**Task prompt:** The line containing "# Target: white marble base" marks the end: write out exactly every line from the first line of the data below through that line, and only those.

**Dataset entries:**
___

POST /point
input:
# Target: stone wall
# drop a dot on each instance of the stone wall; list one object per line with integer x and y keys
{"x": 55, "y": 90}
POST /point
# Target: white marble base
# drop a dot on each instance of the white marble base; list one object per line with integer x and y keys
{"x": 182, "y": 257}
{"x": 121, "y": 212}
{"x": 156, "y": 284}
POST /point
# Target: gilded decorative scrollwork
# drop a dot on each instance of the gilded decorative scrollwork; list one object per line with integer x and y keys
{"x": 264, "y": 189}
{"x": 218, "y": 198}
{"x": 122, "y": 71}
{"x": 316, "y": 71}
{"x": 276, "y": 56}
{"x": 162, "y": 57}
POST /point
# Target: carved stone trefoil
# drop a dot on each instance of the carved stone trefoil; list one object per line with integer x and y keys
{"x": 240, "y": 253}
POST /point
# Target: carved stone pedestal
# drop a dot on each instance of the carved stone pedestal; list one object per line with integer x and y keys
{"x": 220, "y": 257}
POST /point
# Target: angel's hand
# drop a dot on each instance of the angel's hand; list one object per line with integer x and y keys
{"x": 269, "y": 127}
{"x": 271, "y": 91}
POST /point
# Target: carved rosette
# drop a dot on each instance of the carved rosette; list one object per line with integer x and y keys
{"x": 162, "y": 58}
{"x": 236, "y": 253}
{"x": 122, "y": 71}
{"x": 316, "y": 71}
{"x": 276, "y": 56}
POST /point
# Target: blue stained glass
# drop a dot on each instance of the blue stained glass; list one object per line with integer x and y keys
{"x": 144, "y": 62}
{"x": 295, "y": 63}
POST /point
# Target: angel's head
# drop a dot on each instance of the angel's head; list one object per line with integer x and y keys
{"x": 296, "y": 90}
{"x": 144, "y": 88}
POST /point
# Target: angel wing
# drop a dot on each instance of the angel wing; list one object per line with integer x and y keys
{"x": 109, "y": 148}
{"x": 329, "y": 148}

___

**Written response:**
POST /point
input:
# Target: stone wall
# drop a dot on each instance of the stone wall; list one object per line with integer x and y keys
{"x": 55, "y": 90}
POST /point
# Target: white marble base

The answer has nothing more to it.